Work instructions:
1 - According to the review below, who did the lighting for the production?
2 - Copy from the review below the part that opens with the words containing "Playwright Murphy has" and closes with "is brilliantly performed.".

Extract:
━━━━
Playwright Murphy has constructed Holding The Man as a sequence of short scenes moving lickety-split from one to the next, a quartet of supporting cast members dividing nearly three dozen featured and cameo roles among them, a technique that could easily—in less gifted hands than director Larry Moss’s and the best-of-L.A. design team combining talents on the extra-wide Matrix stage—end up chaotic and confusing.
Not so at the Matrix, for not only is acclaimed acting coach Moss an actors’ director par excellence, his visual sense makes Holding The Man as imaginatively staged as it is brilliantly performed.
Master scenic designer John Iacovelli’s set is deceptively simple (straight-back chairs and a ladder on an otherwise empty black stage) but it is clearly an artist’s design, the upstage wall cleverly concealing a series of character-defining wigs and knickknacks, though props are deliberately kept to a bare minimum.
Lit to perfection by Jeremy Pivnick with sound designer Cricket S. Myers tying scenes together with her accustomed expertise and Shon Le Blanc’s period costumes (ingeniously accessorized for quick changes) completing the design package, Moss’s razor-sharp vision for Holding The Man allows the production to rocket forward, with never a moment of boredom or confusion along the way.
Maturing believably from precocious pre-teen to bushy-tailed high schooler to devil-may-care 20something to older-but-sadly-wiser adult, Holding The Man star Jones does not shy away from the warts-and-all nature of Conigrave’s self-portrait, yet never does the young Aussie lose sight of Tim’s humanity as time, events, and an actor’s powerful work reveal the depth of a man’s love and devotion despite early evidence to the contrary.
━━━━
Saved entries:

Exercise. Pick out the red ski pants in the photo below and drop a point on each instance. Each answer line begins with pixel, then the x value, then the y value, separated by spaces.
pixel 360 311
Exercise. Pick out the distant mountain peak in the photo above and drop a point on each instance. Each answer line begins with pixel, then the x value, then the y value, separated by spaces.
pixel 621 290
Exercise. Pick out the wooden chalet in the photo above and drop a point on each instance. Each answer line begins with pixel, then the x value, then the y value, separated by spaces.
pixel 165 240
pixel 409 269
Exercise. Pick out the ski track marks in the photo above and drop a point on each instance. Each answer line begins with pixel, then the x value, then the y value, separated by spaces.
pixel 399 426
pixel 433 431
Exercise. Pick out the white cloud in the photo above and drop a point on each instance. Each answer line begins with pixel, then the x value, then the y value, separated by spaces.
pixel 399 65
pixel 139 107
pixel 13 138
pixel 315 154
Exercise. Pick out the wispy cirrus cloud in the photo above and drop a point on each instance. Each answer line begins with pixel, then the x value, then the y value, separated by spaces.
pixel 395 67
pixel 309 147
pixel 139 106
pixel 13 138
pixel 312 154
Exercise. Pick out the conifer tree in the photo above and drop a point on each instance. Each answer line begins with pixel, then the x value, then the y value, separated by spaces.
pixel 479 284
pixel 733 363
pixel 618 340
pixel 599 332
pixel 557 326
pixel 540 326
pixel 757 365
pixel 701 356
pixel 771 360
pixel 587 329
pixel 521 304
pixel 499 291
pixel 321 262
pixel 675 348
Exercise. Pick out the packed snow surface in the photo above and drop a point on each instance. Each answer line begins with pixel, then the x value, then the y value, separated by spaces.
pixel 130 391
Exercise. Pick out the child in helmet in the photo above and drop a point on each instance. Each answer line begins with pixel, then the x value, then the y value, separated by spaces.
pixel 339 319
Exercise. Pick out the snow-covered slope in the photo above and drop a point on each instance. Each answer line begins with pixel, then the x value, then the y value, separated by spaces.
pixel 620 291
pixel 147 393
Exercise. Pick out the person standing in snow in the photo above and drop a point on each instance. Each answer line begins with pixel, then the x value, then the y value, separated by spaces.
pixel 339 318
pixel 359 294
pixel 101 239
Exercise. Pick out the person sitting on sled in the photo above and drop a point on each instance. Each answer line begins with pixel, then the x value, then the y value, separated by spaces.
━━━━
Exercise solutions:
1 - Jeremy Pivnick

2 -
Playwright Murphy has constructed Holding The Man as a sequence of short scenes moving lickety-split from one to the next, a quartet of supporting cast members dividing nearly three dozen featured and cameo roles among them, a technique that could easily—in less gifted hands than director Larry Moss’s and the best-of-L.A. design team combining talents on the extra-wide Matrix stage—end up chaotic and confusing.
Not so at the Matrix, for not only is acclaimed acting coach Moss an actors’ director par excellence, his visual sense makes Holding The Man as imaginatively staged as it is brilliantly performed.